:: REQUIRED TASK ::
Could you transcribe every record below exactly as written, leaving out any pictures?

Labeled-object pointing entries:
◇ ◇ ◇ ◇

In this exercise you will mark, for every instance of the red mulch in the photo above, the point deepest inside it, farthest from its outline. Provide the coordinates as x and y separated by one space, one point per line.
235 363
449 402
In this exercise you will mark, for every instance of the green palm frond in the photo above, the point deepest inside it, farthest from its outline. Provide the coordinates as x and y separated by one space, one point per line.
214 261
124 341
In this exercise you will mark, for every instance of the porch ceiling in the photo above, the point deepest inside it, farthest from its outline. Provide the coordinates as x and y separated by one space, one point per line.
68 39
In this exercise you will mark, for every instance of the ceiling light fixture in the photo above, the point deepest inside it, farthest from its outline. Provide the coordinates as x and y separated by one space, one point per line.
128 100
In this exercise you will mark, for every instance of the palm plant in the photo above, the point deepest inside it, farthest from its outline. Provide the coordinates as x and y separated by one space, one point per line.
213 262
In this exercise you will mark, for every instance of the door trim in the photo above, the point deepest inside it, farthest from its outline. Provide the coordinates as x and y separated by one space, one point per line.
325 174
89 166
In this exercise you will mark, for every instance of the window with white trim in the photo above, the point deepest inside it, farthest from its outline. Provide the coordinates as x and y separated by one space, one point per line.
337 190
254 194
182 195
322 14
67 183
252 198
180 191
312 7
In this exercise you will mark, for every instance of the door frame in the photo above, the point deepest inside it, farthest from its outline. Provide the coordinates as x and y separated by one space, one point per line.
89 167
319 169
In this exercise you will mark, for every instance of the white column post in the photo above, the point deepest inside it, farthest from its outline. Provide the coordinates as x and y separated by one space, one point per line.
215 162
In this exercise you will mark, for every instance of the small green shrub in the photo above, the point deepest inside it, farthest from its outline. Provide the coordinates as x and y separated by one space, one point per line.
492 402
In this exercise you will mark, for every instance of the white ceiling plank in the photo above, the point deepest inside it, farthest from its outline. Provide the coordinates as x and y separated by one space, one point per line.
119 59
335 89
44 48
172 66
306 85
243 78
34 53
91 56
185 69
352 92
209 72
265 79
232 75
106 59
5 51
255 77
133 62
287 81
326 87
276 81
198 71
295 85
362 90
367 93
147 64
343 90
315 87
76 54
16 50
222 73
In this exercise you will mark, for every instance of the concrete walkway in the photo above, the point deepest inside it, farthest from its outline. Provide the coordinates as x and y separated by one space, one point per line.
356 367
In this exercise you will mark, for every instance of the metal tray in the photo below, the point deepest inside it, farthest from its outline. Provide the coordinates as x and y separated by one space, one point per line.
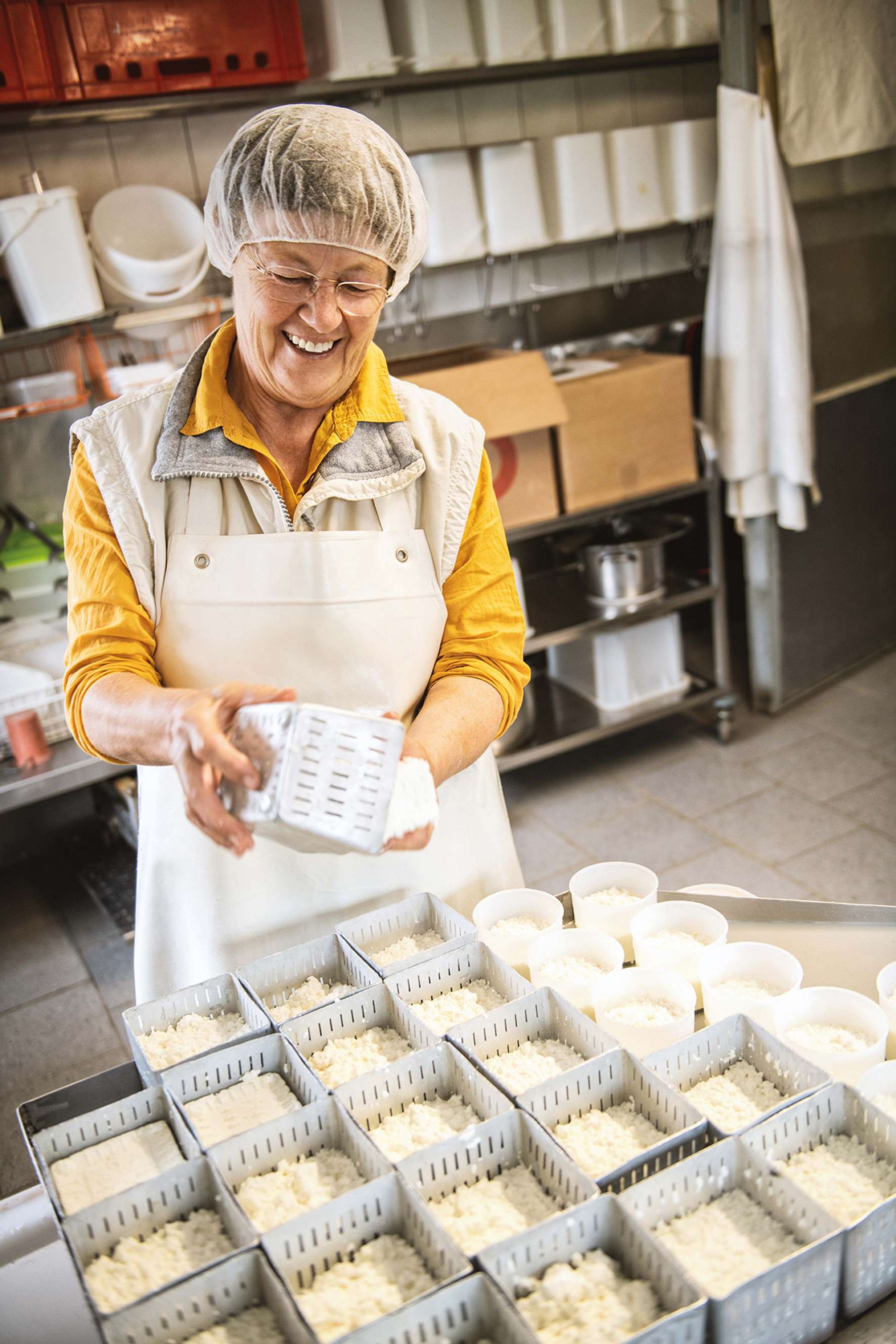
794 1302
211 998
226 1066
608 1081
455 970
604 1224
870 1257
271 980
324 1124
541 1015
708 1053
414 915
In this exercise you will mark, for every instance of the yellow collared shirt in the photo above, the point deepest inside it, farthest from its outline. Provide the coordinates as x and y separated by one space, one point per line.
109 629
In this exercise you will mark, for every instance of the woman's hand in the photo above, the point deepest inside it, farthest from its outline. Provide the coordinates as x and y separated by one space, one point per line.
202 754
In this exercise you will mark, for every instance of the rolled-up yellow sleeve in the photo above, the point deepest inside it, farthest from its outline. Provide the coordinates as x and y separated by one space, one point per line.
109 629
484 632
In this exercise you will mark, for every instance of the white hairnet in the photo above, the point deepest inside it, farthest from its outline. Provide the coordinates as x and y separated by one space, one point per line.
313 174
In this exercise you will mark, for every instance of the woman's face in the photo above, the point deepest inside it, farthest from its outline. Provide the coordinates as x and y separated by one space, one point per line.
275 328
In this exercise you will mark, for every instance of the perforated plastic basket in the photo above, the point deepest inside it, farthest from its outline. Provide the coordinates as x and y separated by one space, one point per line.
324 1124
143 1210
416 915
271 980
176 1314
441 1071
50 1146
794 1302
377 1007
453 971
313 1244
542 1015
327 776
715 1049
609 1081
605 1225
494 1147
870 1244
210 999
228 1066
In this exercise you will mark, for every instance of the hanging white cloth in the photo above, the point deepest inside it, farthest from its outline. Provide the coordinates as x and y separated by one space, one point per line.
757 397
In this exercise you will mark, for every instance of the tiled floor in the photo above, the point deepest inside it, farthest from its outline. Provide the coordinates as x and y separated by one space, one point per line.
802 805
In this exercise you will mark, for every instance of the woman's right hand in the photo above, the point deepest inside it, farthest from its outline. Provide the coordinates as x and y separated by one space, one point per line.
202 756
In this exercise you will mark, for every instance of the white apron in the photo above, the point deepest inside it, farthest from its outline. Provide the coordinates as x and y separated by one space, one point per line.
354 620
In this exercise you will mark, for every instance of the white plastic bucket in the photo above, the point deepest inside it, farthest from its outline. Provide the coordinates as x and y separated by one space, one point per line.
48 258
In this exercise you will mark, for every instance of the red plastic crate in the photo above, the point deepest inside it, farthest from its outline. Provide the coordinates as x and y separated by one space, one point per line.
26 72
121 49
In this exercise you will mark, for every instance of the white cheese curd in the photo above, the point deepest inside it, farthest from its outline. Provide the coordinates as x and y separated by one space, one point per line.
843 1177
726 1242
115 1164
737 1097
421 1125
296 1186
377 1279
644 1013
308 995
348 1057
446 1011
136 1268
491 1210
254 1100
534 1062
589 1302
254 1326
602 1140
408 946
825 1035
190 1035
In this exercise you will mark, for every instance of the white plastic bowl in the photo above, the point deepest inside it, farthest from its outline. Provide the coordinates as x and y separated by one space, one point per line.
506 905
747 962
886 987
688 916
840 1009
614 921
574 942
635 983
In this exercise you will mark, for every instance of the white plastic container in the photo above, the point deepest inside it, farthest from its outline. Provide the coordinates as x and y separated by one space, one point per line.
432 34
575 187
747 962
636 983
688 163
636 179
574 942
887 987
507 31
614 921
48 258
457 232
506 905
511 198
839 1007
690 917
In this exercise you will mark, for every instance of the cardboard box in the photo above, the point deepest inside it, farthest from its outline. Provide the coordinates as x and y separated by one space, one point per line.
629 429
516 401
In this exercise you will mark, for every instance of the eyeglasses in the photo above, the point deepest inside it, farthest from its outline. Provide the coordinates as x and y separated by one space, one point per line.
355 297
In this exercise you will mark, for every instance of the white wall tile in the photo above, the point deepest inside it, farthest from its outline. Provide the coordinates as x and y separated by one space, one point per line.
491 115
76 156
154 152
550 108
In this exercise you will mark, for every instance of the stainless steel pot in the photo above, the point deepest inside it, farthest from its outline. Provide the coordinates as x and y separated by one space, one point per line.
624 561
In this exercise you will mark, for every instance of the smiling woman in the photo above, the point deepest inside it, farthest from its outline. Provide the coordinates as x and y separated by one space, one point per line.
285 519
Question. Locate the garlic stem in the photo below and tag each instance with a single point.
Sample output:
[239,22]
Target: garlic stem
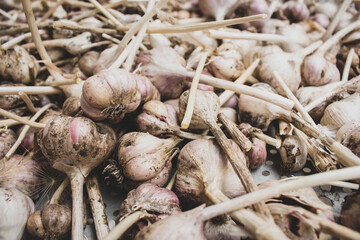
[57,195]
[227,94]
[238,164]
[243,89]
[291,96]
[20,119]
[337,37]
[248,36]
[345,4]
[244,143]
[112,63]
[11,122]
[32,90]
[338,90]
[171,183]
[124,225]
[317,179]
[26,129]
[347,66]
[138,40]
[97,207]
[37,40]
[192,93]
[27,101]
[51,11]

◇ ◇ ◇ ◇

:: TASK RESPONSE ::
In this exercise you will mark, for every instance of the red mulch in the photo above, the point deepest inside it, farthest from its outline. Provide the coordinates as x and y separated by one space, one point per line.
235 363
449 402
In this exercise you will mark, for every instance of the green palm frond in the photo above, the point deepest inside it, farthest from its outline. Provide the coordinates as x and y separated by one space, one point per line.
214 261
124 341
In this exercise you will mark, for every instance of the porch ceiling in the photo above, the point deepest inside it, farthest from its outline. Provide the coordinates as x and y separated by one space, one point per line.
68 39
In this exercise you will mark, for every instance of the ceiling light fixture in the photo above, the point deepest inside it, farthest from its outline. Provide the coordinates as x and y separated by one space, one point per line.
128 100
In this exercise you will mark, for every instance of the palm plant in the photo above, the point deepest inside it, farthest from its outline. Provide the coordinates as x and y separated by one space, one point per line.
213 262
In this exercise you will mark, for every instance of the door trim in the photo above, the point deepest inside it, farthest from its outline. Provide the coordinates as x and y separated by one space, one point per line.
325 174
89 166
In this exercise you will mark, for every instance of the window with white trim in the photo above, the point deepest inside it, farthest from its outline. Provide the coordinates as x and y separated by one space, one point per line.
337 190
254 194
182 195
322 14
67 183
252 198
180 191
312 7
In this exercise you will mark, for every instance of the door frame in the photo above, the point deepest inside it, farthest from its outline. Provide the coordinates as x and y separated by one space, one point per line.
89 167
319 169
In this exercise you will mark, for every instance of the white column post in the photo above, the point deepest inside it, farthest from its outline. Provide the coordinates as x and y separated by one space, one point per line.
215 162
In this exercise you will mark, for every instance of the small green shrub in the photo above, the point deepest inside it, farthest from its outline. Provide the coordinates as x and y separated by one space, one point per line.
492 402
In this exercise you will mark, for every instance of the white ceiling plank in the photo above, the point deepest inside it, farthest from its outline. Provide the coordinates as x and y separated by one space, one point per line.
119 59
335 89
44 48
172 66
306 85
243 78
34 53
91 56
185 69
352 92
209 72
265 79
232 75
106 59
5 51
255 77
133 62
287 81
326 87
276 81
198 71
295 85
362 90
367 93
147 64
343 90
315 87
76 54
16 50
222 73
In this exercise you will mark, for every instance of the concrete walkway in the photo above, the point deepest inside it, farthest from its outline. Provide the coordinates as x and y separated by one space, one point per line.
356 367
In this exercise you will mark, for every instance of the metal tray in the photo below, the point deepest inside it, farthest from its outline. Provide the coordinates as x and y separated by one space, one point per line.
794 1302
211 998
226 1066
608 1081
455 970
604 1224
870 1257
271 980
324 1124
541 1015
708 1053
414 915
In this exercise you will mark, for every instance of the yellow collared shirt in the photo above, the point deepest inside it, farthest from its outline. Provide the coordinates as x and y separated by one space, one point per line.
109 629
In this exercise you will mark, for every instance of the woman's hand in the photo above, the point deepest inside it, farthest from its outline. Provide the coordinates as x and y separated by one space, one point per line.
202 754
In this exercise you will mark, for every instance of the rolled-up yellow sleeve in the photo above, the point deepest inside it, farthest from its outline. Provide the coordinates as x and y separated by one space, one point per line.
109 629
484 632
In this exercise you will mark, for every instance of the white hairnet in the photo above, the point deepest inside it, farthest from its outline. Provide the coordinates as x and y separated by one space, one point per line.
313 174
In this exercise you will mark, for every instance of the woman's face in the photo above, the point deepest inside it, farthest from its outline. Provide the coordinates as x and y separated by one space, one point per line.
275 328
In this exercise you will mark, for every instance of the perforated plastic basket in the photo above, the point deepest inside it, farthest from its outline. Provide the coordinates as x and y separated by one space, one point per line.
324 1124
143 1210
416 915
271 980
176 1314
441 1071
50 1146
794 1302
377 1007
453 971
313 1244
542 1015
327 776
715 1049
609 1081
605 1225
494 1147
870 1244
210 999
228 1066
In this exercise you will mark, for every instance of the hanging white cloth in the photo above, the point deepest inside it, farthest from its outline. Provide the coordinates as x and y separated by one space, one point per line.
757 397
In this exercise you will mark, for every instance of the tiled floor in the photo above, the point deepest inside it, farthest from its outline. Provide the coordinates as x and y separated by one space, one point per line.
802 805
In this exercise you will mark, for every instance of the woman's right hand in the photo above, the point deepest inside it, farthest from its outline. Provide the coordinates as x and y separated by one space, one point per line.
202 756
In this exercise you will mark, for every instance of the white apron in the photo above, the point deepest inside it, farthest from its outline. Provide the coordinates as x and y separated by one space, one point per line.
354 620
In this exercise you will mark, for every instance of the white plastic bucket in the photo above, the point deepest inside it, farthest from its outline. Provide the coordinates as x and y separated by one space, one point per line.
48 258
In this exercise you will mark, for every instance of the red plastic crate in the photo above, the point deepest inside it, farthest from its outline. Provide the coordinates as x and y separated by one space, one point per line.
26 72
121 49
In this exercise you will mark, for every instance of the white cheese curd in the photo above, the point deepest inside it, farthest from its outline. Provide the coordinates as x and y separated by one space, one point per line.
843 1177
726 1242
115 1164
737 1097
421 1125
296 1186
377 1279
644 1013
308 995
348 1057
446 1011
136 1268
491 1210
254 1100
534 1062
589 1302
254 1326
602 1140
408 946
825 1035
190 1035
In this exercise you will mark, for every instance of the white plastic bowl in the photo above, the point deepest inside it, farthest from its outline. Provide the coordinates as x and y separated by one space, one point per line.
506 905
747 962
886 987
688 916
840 1009
614 921
574 942
635 983
In this exercise you will mark, for every instance of the white plastic container in the photo above, the point deepest inside it, farthest from its outline. Provide the coordinates as x and y separated by one space, one point per line.
432 34
575 187
747 962
636 983
688 163
636 179
574 942
887 987
507 31
614 921
48 258
457 232
506 905
511 198
839 1007
690 917
In this exercise you will mark, for every instance of the cardboard box in the photo above, the point deepest inside it, farthest from its outline. Provide the coordinates as x and y separated by one space, one point per line.
629 429
516 401
In this exercise you will mark, for every instance of the eyeglasses in the photo above, the point deepest inside it, farthest from its outline. Provide the coordinates as x and y separated by one space, one point per line.
355 297
In this exercise you will mark, for every instance of the white wall tile in the photo above, the point deepest inside it, farthest from its outline. Provide the coordinates as x and y separated by one space, one point per line.
491 115
76 156
154 152
550 108
In this exercise you will mark, for every instance of the stainless steel pot in the photo above, the point deepest inside it, farthest from its outline. Provide the coordinates as x and y separated by one space, one point per line.
624 561
In this exercise you will mark, for every instance of the smiling woman in the photo above, the point deepest inside it, farthest from its outline. Provide the coordinates as x and y separated by one space, one point per line.
285 519
Question. Locate the garlic stem in the photo below and tag each instance with a single point.
Sample output:
[239,22]
Target: garlic stem
[57,195]
[227,94]
[238,164]
[243,89]
[291,96]
[20,119]
[337,37]
[248,36]
[345,4]
[244,143]
[112,63]
[11,122]
[32,90]
[338,90]
[171,183]
[124,225]
[317,179]
[26,129]
[347,66]
[138,40]
[97,207]
[37,40]
[192,93]
[27,101]
[51,11]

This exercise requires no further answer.